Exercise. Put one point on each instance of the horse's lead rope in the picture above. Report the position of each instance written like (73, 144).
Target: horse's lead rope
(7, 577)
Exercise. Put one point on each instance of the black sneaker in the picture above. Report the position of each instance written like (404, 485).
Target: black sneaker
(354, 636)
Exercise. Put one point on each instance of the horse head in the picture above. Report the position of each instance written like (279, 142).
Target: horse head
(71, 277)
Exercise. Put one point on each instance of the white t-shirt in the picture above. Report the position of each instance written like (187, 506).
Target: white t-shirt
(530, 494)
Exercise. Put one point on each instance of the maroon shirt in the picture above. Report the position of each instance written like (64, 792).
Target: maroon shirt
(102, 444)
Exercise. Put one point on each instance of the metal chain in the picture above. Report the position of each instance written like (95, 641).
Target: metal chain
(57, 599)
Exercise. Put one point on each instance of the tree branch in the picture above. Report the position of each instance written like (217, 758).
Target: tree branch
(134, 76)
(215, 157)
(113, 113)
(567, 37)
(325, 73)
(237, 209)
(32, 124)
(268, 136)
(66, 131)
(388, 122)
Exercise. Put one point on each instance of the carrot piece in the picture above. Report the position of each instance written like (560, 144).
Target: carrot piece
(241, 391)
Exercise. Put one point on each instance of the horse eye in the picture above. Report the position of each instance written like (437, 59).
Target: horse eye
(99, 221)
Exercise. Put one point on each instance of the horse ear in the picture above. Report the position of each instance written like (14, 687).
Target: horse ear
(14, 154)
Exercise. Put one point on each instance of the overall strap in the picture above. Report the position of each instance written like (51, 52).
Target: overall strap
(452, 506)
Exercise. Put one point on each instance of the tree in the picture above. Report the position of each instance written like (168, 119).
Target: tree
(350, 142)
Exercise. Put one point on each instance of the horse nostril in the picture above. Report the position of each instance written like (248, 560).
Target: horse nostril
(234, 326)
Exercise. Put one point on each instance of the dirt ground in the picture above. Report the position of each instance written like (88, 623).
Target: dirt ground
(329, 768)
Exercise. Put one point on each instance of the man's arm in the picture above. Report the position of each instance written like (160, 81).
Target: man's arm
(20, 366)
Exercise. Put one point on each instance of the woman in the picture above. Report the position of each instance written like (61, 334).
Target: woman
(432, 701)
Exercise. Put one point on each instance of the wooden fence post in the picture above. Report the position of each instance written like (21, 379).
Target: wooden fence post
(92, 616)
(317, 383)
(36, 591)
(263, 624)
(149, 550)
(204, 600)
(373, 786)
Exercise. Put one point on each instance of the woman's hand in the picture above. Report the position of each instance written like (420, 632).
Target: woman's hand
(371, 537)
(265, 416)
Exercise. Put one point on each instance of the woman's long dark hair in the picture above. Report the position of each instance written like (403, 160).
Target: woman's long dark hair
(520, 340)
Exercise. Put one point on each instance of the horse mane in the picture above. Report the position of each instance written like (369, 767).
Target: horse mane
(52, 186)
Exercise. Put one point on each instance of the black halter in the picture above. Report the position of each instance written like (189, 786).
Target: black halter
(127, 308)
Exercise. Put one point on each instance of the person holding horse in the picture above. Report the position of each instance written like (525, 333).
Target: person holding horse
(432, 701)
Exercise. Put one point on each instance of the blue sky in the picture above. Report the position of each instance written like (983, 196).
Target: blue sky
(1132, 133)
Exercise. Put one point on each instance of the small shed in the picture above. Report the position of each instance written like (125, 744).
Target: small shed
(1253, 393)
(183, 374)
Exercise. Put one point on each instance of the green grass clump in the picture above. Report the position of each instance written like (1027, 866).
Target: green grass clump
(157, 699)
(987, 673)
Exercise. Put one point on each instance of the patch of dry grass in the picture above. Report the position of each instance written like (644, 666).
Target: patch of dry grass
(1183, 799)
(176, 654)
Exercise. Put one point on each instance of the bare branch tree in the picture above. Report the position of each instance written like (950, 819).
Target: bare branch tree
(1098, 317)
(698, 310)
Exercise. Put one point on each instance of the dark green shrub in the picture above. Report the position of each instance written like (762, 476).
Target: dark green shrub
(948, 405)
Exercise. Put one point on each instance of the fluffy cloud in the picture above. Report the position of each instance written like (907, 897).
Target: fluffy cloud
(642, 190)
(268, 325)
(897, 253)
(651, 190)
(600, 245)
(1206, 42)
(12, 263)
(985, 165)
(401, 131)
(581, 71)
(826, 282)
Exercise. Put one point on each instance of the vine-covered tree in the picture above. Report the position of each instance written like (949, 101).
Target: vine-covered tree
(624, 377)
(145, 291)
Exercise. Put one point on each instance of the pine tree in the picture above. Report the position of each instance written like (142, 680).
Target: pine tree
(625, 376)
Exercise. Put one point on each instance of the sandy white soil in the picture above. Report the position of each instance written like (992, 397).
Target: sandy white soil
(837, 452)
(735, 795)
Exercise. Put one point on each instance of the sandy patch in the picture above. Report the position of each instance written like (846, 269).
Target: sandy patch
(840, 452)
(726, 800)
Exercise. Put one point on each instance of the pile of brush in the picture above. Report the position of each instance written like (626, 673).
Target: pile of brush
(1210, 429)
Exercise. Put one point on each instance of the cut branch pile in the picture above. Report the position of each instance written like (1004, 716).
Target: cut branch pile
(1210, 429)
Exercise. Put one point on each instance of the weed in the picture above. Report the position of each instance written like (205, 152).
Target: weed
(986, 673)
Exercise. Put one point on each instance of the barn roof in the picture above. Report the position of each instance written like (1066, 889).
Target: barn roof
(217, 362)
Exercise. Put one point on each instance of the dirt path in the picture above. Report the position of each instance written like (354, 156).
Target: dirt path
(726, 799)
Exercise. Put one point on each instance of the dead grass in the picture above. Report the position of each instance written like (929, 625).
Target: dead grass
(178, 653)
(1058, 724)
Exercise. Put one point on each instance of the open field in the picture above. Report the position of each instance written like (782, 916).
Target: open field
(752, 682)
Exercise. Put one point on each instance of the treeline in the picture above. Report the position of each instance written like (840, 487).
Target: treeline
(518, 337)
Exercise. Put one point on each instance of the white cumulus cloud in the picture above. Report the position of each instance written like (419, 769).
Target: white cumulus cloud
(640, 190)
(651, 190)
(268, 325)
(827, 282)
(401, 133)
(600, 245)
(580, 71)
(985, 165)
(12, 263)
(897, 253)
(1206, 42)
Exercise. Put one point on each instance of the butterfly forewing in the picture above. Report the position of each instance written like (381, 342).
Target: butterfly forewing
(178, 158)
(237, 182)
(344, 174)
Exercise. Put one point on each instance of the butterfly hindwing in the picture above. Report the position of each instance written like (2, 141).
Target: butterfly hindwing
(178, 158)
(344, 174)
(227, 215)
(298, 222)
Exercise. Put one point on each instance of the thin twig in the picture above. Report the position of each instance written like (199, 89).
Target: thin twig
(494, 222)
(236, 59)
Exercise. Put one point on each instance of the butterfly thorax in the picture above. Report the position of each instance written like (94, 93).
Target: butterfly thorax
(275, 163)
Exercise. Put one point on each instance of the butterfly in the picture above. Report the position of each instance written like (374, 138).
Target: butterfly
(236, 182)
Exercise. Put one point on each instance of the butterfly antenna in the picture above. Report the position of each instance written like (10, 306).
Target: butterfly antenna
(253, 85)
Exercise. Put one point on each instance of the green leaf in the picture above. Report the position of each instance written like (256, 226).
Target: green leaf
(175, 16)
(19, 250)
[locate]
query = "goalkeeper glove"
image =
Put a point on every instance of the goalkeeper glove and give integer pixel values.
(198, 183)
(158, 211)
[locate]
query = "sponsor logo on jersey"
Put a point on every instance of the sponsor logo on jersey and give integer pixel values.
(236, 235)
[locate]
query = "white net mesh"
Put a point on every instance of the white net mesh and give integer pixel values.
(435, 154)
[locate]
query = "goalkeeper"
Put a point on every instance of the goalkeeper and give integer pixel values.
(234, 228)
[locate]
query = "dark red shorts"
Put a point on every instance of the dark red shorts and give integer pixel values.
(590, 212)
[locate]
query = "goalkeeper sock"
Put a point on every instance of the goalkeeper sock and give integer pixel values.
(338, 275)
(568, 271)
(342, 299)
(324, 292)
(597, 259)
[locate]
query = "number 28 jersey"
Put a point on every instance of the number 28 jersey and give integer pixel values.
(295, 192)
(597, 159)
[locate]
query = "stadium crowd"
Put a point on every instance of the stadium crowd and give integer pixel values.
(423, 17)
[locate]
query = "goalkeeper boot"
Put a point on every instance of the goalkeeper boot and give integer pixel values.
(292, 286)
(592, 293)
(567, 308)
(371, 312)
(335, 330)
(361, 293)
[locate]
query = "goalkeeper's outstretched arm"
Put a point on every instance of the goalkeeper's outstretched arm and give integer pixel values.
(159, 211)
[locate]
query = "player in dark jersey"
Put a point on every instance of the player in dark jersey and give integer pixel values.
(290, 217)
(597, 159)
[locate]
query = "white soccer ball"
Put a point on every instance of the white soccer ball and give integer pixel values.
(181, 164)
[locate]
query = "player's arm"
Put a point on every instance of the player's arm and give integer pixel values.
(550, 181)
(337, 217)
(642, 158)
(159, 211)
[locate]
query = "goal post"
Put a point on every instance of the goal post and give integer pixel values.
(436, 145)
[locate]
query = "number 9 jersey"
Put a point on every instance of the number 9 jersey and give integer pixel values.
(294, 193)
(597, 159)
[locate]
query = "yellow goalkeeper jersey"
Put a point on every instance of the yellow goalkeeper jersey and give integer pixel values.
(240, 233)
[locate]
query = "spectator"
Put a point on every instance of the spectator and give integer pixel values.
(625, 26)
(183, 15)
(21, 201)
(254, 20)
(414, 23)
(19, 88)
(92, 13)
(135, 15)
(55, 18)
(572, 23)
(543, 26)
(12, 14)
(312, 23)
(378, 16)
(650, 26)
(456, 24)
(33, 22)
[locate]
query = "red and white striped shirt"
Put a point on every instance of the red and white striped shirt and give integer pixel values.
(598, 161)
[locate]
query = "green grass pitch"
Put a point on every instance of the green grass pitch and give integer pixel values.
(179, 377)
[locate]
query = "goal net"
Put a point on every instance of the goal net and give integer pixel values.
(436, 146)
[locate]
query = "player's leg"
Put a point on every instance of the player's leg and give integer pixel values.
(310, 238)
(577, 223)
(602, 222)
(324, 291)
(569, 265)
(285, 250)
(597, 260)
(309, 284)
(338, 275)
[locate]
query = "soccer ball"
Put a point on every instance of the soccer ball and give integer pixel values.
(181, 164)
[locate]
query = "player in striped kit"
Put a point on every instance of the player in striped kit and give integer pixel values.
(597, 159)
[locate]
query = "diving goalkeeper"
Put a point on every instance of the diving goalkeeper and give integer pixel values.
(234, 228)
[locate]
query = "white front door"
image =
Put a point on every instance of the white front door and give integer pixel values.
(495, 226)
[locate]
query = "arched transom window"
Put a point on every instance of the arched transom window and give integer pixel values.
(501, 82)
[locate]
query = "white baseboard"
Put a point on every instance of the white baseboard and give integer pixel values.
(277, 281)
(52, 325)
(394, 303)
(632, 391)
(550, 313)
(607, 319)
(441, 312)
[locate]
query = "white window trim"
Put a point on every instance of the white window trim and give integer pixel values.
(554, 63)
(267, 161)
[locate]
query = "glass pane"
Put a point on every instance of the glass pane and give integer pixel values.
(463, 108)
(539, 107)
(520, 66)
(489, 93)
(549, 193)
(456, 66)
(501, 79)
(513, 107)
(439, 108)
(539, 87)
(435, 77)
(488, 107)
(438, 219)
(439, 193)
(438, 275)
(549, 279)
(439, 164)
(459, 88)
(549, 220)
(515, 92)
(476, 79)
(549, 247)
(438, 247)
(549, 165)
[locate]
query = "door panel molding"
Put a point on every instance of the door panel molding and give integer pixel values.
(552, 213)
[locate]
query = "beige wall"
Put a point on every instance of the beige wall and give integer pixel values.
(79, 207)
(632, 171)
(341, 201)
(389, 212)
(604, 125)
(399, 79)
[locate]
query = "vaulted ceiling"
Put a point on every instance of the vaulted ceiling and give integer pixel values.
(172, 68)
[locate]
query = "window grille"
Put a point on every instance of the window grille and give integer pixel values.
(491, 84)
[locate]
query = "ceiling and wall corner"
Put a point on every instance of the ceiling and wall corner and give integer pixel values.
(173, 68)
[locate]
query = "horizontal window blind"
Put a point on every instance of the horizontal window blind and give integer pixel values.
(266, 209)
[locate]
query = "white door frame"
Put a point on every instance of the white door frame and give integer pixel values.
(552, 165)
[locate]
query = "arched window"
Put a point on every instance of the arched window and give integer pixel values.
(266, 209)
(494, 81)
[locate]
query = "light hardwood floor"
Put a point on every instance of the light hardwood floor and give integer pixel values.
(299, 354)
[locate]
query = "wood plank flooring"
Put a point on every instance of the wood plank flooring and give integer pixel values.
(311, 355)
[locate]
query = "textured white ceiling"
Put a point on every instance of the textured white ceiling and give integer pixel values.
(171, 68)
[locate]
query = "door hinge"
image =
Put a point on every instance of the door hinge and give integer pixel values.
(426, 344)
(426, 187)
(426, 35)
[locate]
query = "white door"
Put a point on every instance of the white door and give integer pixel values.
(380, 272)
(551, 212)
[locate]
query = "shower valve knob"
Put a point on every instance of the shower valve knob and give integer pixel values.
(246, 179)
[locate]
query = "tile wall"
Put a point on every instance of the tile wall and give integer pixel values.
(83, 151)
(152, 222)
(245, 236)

##############################

Pull out every line in the material above that contains the word "barn", copying each line in full. Case counts.

[Solved problem]
Exercise. Put one point on each instance of the barn roof in the picture above. Report the position of each instance written like (1066, 889).
Target: barn roof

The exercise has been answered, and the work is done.